▶ _Directions_:
Working through the lines below, return each one that holds "standing".

----------

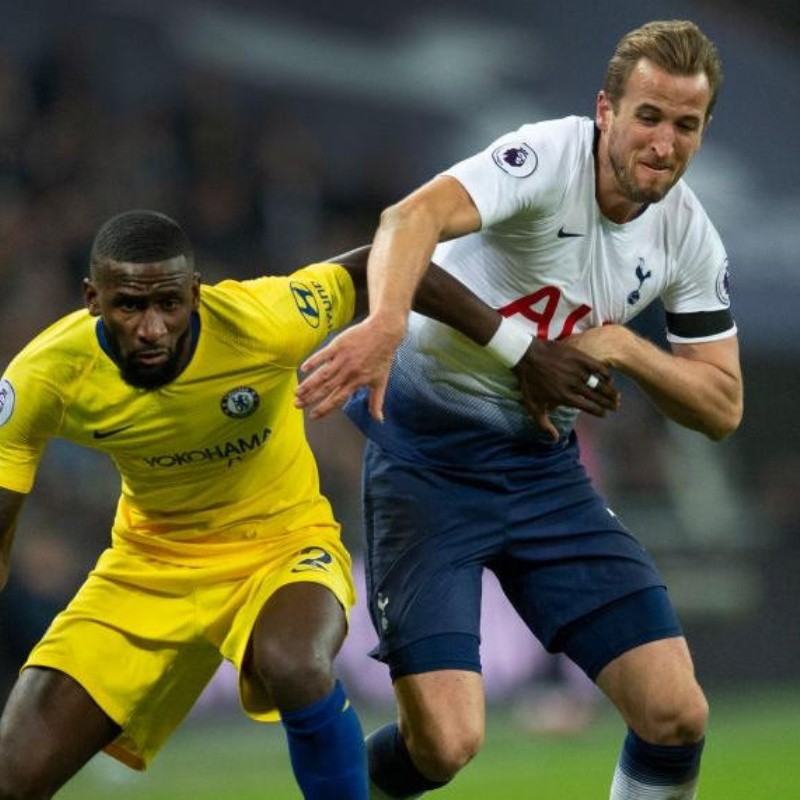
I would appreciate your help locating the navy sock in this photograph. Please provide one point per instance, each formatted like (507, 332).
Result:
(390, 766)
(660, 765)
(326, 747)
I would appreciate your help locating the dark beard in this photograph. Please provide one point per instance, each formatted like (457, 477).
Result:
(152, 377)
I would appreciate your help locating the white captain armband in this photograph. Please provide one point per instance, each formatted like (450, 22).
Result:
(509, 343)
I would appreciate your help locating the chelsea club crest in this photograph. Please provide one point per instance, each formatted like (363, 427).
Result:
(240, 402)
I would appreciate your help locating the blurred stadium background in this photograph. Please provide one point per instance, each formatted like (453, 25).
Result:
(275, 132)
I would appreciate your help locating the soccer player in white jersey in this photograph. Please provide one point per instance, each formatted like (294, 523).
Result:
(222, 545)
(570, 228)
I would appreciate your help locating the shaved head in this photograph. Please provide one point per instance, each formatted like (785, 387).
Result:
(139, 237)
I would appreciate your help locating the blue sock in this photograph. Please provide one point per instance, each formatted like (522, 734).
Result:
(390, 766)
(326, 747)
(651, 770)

----------

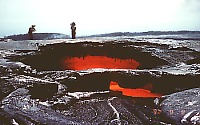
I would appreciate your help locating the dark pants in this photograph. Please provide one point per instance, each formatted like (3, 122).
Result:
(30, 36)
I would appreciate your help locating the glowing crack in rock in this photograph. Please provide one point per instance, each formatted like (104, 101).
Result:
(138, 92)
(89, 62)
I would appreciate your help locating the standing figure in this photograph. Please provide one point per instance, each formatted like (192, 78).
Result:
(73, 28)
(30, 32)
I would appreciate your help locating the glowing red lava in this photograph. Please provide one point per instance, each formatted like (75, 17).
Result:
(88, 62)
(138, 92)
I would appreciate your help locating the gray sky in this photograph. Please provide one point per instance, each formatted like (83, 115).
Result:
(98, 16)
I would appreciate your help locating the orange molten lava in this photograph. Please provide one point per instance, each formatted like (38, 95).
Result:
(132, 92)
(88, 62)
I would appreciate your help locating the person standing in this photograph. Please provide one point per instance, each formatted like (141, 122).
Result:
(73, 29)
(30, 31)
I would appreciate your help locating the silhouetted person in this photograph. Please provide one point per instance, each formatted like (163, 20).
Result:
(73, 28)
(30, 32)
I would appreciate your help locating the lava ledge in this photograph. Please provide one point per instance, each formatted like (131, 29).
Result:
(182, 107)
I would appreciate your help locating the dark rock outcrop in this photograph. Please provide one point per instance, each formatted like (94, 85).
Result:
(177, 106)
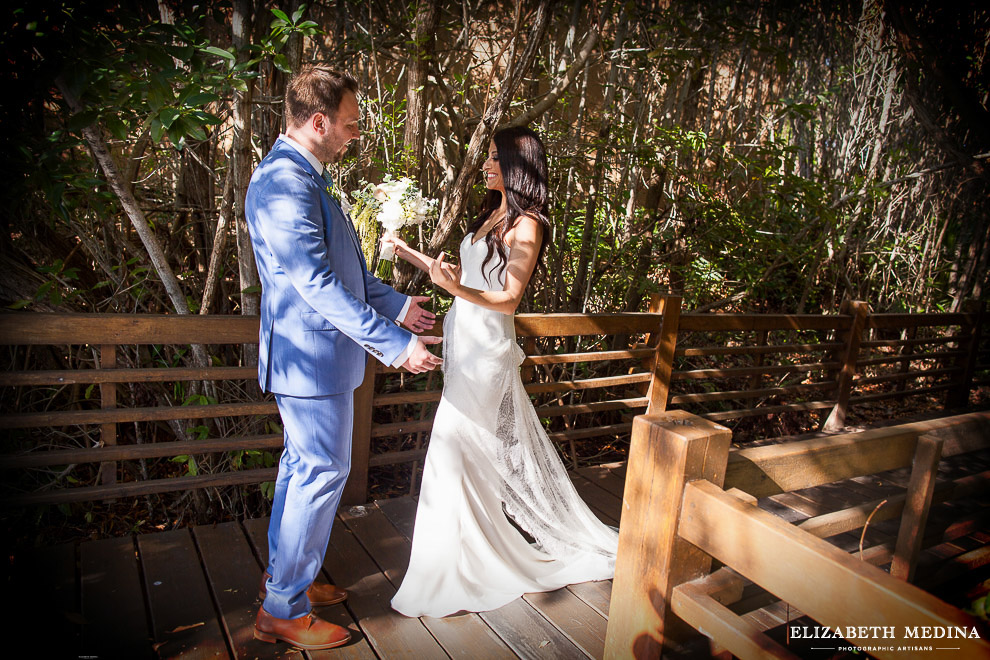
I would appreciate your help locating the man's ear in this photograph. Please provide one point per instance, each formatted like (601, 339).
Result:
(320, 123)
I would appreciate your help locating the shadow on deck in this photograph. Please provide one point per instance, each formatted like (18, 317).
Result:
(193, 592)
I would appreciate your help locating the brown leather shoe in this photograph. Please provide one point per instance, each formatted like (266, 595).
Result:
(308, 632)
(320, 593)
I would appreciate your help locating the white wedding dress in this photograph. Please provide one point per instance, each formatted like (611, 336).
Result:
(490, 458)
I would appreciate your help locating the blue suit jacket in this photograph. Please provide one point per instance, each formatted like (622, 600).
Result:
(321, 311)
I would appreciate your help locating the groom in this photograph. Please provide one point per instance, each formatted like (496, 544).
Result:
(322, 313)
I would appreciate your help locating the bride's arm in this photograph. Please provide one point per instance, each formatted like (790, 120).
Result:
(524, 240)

----------

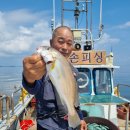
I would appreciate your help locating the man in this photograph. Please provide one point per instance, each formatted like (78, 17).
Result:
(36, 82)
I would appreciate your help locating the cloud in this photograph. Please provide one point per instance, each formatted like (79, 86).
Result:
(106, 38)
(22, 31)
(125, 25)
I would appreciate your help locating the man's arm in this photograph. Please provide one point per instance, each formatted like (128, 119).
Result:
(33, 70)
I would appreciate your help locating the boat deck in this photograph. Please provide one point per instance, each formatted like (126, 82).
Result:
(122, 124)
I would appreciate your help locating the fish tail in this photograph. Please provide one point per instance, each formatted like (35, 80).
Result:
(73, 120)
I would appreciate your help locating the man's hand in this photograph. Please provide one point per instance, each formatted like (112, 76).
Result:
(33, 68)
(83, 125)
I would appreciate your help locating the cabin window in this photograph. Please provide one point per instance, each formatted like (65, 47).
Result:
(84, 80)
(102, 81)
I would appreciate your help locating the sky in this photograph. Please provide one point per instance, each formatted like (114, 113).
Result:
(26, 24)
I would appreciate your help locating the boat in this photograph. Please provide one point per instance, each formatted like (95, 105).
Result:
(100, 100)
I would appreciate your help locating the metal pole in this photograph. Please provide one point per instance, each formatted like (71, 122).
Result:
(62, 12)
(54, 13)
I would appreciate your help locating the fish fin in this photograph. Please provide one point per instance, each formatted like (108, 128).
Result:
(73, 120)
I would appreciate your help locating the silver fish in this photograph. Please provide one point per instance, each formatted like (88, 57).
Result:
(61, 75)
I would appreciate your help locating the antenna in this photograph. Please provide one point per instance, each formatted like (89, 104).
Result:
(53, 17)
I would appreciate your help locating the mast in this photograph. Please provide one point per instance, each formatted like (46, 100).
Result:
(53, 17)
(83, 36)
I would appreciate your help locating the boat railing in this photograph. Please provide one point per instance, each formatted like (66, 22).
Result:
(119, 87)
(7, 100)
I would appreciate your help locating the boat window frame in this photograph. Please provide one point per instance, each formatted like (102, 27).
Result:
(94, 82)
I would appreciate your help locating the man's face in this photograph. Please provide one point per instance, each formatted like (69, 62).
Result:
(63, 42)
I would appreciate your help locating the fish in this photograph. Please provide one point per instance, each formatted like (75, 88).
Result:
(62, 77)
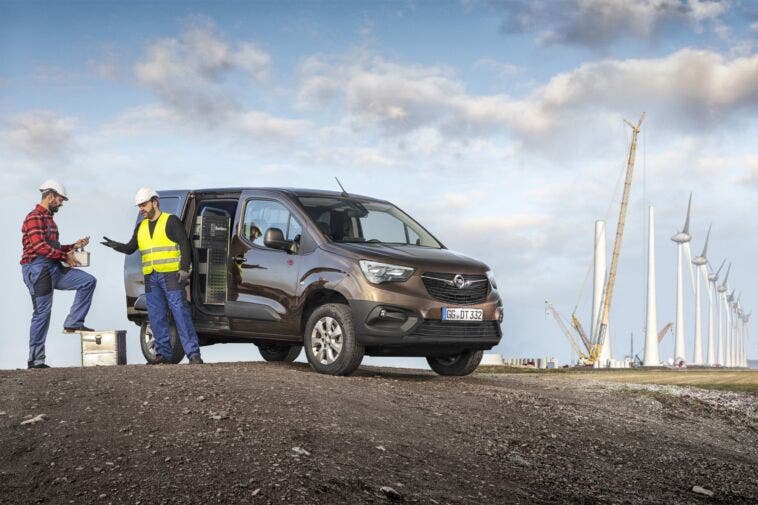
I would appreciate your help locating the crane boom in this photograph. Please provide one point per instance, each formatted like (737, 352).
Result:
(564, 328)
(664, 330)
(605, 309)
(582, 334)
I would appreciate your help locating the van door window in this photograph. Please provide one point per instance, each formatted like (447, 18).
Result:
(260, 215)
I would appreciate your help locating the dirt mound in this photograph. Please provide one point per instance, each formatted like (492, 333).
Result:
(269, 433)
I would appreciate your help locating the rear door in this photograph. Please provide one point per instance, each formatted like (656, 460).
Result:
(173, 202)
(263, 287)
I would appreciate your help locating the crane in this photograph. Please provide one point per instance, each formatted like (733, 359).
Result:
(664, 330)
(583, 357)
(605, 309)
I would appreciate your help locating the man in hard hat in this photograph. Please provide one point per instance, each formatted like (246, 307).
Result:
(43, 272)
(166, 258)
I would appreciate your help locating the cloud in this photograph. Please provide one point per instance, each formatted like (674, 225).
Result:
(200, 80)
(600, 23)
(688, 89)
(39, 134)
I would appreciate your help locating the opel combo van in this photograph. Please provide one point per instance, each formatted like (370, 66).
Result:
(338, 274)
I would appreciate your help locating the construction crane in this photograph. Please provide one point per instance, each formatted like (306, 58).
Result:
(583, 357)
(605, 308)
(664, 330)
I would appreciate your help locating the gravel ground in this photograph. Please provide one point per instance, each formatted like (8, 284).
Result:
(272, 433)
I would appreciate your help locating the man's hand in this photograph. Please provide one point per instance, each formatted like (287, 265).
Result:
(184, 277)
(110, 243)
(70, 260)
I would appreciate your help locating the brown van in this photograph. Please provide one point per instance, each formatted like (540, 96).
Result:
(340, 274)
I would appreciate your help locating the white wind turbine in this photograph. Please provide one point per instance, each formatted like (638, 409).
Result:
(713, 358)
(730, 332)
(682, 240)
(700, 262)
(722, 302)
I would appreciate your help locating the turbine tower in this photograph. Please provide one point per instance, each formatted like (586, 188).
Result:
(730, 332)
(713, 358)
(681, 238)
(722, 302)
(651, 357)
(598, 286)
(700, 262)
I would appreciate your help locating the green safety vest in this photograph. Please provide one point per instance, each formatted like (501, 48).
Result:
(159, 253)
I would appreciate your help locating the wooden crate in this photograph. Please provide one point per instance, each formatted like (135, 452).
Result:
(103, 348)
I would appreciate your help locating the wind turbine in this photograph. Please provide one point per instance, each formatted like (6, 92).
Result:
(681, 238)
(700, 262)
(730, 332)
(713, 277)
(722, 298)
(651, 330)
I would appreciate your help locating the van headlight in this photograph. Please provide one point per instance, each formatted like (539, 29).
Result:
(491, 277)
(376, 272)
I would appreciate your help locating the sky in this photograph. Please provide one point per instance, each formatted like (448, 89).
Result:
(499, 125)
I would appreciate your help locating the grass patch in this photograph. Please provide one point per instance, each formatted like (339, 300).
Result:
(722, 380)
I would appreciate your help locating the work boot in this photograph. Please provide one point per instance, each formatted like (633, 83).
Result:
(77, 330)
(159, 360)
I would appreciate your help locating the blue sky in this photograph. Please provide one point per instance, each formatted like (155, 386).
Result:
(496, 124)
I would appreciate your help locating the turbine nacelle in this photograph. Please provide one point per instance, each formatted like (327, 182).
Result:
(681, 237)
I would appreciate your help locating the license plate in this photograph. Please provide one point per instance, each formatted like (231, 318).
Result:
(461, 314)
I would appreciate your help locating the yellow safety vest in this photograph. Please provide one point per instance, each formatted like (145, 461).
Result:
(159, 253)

----------

▶ _Response to this exercise_:
I would appreciate your help locating the standing figure in this photograph. Please provide one point per instance, each formatted like (192, 78).
I would appreciate your help locating the person standing in this photograph. Please provide one point per instance, each formatted like (141, 122).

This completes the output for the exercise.